Requirements – Return every line of the records that contains the string "bristles", treating case as significant.

Data records –
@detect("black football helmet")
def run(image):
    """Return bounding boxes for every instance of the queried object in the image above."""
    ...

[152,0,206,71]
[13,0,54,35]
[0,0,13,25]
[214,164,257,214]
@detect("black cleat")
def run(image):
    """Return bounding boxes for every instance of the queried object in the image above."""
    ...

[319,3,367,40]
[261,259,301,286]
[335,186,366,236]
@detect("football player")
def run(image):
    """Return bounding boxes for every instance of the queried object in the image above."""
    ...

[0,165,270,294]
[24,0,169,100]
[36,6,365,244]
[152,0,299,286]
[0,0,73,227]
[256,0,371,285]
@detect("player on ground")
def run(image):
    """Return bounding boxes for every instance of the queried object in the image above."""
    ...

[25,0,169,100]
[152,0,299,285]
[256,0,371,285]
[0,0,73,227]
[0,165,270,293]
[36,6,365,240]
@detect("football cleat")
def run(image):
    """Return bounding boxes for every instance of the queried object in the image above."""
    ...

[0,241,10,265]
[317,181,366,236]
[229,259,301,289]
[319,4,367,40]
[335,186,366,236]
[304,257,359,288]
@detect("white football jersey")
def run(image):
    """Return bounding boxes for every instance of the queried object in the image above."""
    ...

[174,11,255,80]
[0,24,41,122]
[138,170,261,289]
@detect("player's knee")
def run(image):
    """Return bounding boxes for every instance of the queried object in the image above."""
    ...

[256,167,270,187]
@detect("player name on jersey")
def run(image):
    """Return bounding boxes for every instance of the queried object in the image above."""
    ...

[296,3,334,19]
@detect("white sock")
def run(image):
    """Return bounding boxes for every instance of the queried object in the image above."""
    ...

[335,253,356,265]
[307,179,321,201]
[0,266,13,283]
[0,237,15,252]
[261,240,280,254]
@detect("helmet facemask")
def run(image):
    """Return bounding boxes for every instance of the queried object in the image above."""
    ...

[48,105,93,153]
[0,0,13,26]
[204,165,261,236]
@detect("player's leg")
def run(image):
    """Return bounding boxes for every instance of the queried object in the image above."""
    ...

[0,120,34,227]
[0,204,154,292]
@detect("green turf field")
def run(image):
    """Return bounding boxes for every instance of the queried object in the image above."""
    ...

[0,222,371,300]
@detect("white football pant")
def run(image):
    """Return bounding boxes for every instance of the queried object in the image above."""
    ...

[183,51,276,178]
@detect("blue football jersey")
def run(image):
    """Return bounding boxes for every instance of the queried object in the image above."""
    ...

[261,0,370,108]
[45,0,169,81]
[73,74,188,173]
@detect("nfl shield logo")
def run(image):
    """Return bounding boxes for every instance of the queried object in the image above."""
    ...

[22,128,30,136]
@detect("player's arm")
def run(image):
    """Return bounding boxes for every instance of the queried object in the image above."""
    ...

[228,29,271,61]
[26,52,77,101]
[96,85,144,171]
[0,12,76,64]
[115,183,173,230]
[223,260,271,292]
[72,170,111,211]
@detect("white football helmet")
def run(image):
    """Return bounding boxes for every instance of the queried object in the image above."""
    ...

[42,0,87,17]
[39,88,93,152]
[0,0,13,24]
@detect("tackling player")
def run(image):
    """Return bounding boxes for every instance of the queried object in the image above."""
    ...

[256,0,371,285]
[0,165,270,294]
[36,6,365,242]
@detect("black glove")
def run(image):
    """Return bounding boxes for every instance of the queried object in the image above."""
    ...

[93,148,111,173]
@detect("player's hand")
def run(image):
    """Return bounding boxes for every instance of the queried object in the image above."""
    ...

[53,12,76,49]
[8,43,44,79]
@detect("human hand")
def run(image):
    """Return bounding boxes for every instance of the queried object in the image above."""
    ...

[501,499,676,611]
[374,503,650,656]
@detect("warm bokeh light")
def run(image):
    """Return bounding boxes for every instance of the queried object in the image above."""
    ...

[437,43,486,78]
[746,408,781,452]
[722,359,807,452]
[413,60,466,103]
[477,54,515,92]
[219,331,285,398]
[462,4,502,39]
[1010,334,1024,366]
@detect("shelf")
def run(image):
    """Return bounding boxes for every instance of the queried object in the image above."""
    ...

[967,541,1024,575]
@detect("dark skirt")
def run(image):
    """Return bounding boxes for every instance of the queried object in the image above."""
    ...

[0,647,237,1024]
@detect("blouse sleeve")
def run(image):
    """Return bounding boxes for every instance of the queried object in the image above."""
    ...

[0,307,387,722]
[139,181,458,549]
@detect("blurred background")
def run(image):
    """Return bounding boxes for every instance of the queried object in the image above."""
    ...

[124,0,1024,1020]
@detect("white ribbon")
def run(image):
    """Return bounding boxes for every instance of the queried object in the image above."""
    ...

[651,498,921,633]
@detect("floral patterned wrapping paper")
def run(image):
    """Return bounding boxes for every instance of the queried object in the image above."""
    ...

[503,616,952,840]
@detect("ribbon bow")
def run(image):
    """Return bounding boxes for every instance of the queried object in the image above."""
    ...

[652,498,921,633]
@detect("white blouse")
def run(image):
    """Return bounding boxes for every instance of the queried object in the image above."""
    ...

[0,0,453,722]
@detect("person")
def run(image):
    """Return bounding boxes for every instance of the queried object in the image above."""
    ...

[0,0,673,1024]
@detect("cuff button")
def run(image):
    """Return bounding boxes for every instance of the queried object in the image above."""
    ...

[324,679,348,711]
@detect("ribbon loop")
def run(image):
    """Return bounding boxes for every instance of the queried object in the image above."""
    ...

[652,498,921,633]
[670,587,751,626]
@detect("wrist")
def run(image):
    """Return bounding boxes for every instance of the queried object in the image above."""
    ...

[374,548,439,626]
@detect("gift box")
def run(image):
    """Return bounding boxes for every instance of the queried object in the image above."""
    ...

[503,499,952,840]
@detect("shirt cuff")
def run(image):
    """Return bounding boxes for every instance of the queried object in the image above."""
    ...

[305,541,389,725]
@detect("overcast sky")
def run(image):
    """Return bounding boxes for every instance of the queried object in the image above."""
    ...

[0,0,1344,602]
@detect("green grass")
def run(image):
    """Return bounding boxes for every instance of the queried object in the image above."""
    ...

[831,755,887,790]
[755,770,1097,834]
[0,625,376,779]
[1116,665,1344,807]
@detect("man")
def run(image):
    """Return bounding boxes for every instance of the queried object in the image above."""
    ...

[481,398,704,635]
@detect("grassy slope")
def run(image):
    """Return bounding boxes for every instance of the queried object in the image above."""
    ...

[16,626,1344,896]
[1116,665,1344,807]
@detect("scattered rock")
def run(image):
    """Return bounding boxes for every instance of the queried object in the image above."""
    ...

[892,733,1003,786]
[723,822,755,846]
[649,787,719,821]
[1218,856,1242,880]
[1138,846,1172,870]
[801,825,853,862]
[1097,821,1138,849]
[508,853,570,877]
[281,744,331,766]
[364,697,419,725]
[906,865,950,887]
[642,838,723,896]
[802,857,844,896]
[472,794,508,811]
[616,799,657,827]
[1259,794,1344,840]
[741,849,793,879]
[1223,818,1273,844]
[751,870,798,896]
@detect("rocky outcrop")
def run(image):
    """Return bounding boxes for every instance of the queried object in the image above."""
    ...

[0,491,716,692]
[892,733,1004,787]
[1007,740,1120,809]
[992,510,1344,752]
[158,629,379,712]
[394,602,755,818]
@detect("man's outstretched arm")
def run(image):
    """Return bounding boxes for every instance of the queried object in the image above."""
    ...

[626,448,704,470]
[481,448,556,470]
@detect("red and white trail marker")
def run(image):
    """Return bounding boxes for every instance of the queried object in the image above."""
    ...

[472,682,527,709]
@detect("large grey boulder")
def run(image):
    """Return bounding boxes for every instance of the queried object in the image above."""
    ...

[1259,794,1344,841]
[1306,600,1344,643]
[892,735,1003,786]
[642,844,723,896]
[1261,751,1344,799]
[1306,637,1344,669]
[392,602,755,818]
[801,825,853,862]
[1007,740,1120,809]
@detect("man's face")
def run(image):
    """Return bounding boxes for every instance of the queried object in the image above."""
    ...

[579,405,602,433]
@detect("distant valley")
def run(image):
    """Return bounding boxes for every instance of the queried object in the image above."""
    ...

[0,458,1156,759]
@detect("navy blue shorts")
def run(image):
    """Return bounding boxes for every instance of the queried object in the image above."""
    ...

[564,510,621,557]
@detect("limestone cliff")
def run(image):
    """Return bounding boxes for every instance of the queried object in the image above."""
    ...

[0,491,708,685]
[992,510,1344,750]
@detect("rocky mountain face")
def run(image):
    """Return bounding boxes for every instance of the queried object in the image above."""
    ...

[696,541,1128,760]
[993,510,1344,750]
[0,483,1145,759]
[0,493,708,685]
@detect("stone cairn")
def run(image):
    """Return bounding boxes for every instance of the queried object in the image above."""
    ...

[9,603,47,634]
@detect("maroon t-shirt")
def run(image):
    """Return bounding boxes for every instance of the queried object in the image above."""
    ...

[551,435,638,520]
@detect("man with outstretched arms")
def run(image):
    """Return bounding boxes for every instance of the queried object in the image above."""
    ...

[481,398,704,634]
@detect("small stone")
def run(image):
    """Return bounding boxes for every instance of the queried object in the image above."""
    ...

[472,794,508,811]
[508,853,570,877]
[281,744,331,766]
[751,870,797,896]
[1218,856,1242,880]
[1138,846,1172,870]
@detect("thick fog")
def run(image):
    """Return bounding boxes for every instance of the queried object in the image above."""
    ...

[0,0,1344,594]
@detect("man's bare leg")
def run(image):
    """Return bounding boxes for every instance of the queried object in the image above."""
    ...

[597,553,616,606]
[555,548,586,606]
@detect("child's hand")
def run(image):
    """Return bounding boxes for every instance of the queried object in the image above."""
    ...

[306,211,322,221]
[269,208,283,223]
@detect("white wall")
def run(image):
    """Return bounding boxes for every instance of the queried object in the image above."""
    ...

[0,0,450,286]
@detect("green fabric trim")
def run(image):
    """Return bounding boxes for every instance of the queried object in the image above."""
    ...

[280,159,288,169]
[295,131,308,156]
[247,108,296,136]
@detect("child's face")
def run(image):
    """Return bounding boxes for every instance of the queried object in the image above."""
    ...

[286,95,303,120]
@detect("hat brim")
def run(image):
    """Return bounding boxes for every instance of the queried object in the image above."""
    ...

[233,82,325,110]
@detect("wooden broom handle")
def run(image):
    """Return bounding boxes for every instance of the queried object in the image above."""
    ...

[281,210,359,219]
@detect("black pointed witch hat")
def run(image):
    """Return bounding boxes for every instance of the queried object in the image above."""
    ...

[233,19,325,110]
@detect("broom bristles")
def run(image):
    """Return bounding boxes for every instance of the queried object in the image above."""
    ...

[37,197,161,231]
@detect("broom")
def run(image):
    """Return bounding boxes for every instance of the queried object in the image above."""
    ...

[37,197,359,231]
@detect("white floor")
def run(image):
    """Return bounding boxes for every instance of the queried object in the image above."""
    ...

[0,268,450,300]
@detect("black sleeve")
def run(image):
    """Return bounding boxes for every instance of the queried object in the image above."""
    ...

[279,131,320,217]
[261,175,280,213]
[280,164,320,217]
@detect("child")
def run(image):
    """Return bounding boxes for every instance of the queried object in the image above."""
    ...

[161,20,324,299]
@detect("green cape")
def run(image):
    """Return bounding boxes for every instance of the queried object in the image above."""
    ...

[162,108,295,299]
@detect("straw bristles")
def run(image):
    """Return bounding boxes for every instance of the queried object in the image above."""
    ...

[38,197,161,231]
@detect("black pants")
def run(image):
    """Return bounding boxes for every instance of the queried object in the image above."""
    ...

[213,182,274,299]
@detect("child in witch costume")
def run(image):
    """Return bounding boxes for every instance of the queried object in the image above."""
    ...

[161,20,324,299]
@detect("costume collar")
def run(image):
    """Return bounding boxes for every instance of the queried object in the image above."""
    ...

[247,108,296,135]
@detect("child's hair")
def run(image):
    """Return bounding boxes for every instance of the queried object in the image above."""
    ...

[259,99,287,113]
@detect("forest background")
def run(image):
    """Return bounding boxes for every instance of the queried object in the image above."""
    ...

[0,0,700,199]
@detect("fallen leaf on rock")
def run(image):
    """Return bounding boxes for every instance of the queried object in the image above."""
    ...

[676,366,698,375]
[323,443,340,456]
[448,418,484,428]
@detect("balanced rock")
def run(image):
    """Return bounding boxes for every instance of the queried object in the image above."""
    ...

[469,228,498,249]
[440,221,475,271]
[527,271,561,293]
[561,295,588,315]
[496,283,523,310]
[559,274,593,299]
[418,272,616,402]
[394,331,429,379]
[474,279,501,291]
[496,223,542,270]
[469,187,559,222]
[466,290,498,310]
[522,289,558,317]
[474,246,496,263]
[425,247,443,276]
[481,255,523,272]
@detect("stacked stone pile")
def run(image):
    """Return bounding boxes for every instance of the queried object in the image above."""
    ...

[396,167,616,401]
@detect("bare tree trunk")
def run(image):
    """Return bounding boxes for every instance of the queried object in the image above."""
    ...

Solution –
@detect("broom bristles")
@detect("straw bristles")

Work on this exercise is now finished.